EXERCISE SET:
(1) Reproduce the passage of the article on Bay Area homelessness starting with "Despite a flood" and going on through "many had feared.", word for word.
(2) Using the article on Bay Area homelessness, answer these questions:
(a) By what percentage did San Francisco's unsheltered population drop?
(b) Which county saw the region's steepest spike since the 2019 count?
(c) What increase did Sonoma County report over its last count?
(3) Continue the article on Bay Area homelessness from its last sentence.
[[ DOCUMENT TEXT open ]]
Despite a flood of federal and state dollars spent to keep people off the streets during the coronavirus pandemic, homelessness in the Bay Area continued to increase in the last three years — although not by as much as many had feared.

The population of housed and unhoused people increased by a total of almost 9% — to more than 35,000 people — across the seven Bay Area counties that reported preliminary data on Monday.

Among them, only San Francisco reported a slight decrease, of about 3.5%, even as the city still counted more than 7,700 unhoused people. The city’s unsheltered population — people sleeping outside and in vehicles — dropped by 15%, while those living in shelters and transitional housing grew by 18%.

“We have a lot of work to do, but this shows that we are moving in the right direction,” Mayor London Breed said in a statement. “The investments we have made and will continue to make, as well as our improvements in strategy around outreach and connecting people to resources are all working together to help get more people off the street.”

Contra Costa County saw the region’s steepest spike since the 2019 count, with the number of unhoused people up nearly 35% (to almost 3,100). In neighboring Alameda County, homelessness jumped nearly 22% (to more than 9,700), including a 24% increase in Oakland.

Meanwhile, Santa Clara County, the largest county in the region, reported a more than 3% uptick, with an 11% jump in the city of San José. And in the North Bay, Sonoma and Napa counties reported 5% and 6.5% increases, respectively, over their last counts, which they both conducted in early 2020.
[[ DOCUMENT TEXT closed ]]
[[ GIVEN INFORMATION open ]]
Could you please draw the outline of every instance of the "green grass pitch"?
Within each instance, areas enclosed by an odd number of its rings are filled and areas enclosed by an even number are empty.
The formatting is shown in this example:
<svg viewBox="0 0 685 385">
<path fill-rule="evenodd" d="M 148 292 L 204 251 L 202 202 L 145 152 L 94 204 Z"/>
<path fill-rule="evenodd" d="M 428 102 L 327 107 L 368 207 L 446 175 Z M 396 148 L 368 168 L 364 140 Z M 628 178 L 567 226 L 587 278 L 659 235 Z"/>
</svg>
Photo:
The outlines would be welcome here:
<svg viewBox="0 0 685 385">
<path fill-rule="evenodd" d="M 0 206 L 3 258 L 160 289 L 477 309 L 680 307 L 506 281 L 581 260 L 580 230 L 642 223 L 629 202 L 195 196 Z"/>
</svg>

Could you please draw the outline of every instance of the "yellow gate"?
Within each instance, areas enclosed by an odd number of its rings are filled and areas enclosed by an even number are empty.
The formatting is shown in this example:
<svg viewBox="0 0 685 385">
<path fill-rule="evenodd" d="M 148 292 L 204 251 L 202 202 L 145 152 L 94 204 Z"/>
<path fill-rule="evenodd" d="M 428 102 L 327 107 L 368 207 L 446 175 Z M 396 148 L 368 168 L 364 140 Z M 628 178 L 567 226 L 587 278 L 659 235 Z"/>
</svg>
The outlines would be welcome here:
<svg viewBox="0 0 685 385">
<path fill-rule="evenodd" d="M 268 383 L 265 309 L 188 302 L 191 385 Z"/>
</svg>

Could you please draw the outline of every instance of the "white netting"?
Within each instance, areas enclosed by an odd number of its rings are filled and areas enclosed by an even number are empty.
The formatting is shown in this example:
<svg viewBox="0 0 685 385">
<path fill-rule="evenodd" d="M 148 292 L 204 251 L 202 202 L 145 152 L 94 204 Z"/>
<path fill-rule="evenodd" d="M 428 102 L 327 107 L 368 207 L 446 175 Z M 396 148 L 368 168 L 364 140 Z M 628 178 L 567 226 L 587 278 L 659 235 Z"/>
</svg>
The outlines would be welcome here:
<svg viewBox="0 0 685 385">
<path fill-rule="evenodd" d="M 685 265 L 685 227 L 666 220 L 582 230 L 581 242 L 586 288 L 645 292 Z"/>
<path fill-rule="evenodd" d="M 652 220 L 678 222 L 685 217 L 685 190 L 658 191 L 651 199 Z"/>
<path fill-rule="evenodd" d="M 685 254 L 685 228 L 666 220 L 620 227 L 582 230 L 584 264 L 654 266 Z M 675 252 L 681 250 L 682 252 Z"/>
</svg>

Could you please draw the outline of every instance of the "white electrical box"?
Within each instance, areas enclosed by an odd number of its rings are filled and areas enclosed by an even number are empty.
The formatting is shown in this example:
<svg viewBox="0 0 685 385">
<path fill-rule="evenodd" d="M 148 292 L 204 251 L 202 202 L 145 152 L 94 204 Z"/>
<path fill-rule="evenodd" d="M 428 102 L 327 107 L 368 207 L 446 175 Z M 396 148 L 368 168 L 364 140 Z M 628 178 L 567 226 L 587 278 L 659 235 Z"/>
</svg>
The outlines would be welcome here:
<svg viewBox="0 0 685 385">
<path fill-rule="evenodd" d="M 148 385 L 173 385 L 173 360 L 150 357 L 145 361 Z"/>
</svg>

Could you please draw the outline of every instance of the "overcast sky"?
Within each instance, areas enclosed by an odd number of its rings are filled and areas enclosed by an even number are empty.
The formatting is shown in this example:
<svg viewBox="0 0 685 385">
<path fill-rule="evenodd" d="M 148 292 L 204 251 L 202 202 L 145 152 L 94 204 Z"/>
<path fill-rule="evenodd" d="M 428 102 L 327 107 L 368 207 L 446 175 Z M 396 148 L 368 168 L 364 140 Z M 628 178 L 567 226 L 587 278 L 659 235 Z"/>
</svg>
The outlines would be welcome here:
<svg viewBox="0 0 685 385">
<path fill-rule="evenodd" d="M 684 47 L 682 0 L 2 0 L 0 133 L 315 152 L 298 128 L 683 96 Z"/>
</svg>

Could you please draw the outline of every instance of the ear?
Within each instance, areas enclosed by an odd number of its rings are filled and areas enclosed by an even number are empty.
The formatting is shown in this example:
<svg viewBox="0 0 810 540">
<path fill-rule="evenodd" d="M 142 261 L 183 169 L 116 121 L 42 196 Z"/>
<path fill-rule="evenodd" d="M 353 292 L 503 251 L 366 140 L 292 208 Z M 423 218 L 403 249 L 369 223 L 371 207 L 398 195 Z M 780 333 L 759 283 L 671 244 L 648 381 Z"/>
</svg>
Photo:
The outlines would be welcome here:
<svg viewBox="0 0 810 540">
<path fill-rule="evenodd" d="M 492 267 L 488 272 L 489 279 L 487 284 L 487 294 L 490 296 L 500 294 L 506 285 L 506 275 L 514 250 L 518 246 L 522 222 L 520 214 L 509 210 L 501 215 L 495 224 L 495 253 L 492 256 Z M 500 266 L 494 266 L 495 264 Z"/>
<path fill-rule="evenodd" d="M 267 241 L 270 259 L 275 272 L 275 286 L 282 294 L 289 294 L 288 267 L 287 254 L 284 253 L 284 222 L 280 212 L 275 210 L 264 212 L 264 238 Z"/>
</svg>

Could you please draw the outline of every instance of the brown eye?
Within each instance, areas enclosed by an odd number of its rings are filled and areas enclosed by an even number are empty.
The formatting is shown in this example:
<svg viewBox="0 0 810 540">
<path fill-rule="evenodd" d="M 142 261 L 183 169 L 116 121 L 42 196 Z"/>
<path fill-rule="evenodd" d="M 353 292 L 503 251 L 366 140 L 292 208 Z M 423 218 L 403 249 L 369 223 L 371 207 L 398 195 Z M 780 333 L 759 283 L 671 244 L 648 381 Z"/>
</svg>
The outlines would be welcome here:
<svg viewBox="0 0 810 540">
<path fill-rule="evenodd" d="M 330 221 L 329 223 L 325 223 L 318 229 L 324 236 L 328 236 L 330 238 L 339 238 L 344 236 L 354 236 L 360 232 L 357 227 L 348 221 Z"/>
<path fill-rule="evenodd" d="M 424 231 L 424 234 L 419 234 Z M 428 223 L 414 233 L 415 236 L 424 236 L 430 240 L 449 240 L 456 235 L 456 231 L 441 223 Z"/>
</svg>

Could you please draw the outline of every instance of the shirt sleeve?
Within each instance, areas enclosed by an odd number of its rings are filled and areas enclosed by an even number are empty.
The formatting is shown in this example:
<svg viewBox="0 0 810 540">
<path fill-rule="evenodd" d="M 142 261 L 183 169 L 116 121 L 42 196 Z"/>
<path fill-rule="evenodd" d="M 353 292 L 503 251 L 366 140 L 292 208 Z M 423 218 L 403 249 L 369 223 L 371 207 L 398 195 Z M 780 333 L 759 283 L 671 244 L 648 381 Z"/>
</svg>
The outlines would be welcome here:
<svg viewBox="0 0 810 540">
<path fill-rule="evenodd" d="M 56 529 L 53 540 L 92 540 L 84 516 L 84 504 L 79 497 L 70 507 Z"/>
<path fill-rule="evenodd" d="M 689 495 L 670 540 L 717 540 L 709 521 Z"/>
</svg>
[[ GIVEN INFORMATION closed ]]
EXPECTED RESULTS:
(1)
Despite a flood of federal and state dollars spent to keep people off the streets during the coronavirus pandemic, homelessness in the Bay Area continued to increase in the last three years — although not by as much as many had feared.

(2)
(a) 15%
(b) Contra Costa County
(c) 5%

(3)
San Mateo and Solano counties have yet to report their preliminary numbers.

The numbers – which are generally considered a pretty significant undercount of the actual unhoused population – come from tallies of people sleeping on streets, in vehicles and in shelters on a single night in February. Counties must complete the count every two years to determine funding for homelessness programs (the 2021 count was postponed due to the pandemic).

More detailed information about each county’s unhoused populations, including age and racial demographics, is expected to come out this summer.

“I’m saddened that more people are homeless and a lot of that can be attributed to the pandemic,” said Contra Costa Supervisor Karen Mitchoff, emphasizing the need for substantially more affordable housing. “I’m not surprised because I see them … I see people camping out there. I see people in the underpasses. I hear from constituents. So we know it’s a big problem. But, you know, it’s not just Contra Costa County. It’s everywhere.”

Yet, many local officials and advocates for the unhoused said the numbers could have been much worse if not for the emergency programs implemented during the pandemic. And while the number of unhoused people in the region did grow, the rate of increase was considerably lower than the nearly 26% jump between 2017 and 2019.

The Bay Area “staved off a catastrophic increase in homelessness” over the last three years, said Tomiquia Moss, CEO of All Home, a regional housing and anti-poverty group that helped coordinate the counts. “Bay Area governments and nonprofits played deep defense on homelessness during the pandemic and we have more or less held the line — but now we need to go on offense and end the suffering on our streets.”

Moss credited an array of local and state efforts, including eviction moratoriums, emergency rental assistance and Gov. Gavin Newsom’s Roomkey and Homekey programs, which have allowed thousands of unhoused people to temporarily live in hotel and motel rooms, with some units being converted into permanent housing.

“Those types of solutions are happening all across our region and we believe help to minimize how many more folks were experiencing this challenge during this period of time,” she said.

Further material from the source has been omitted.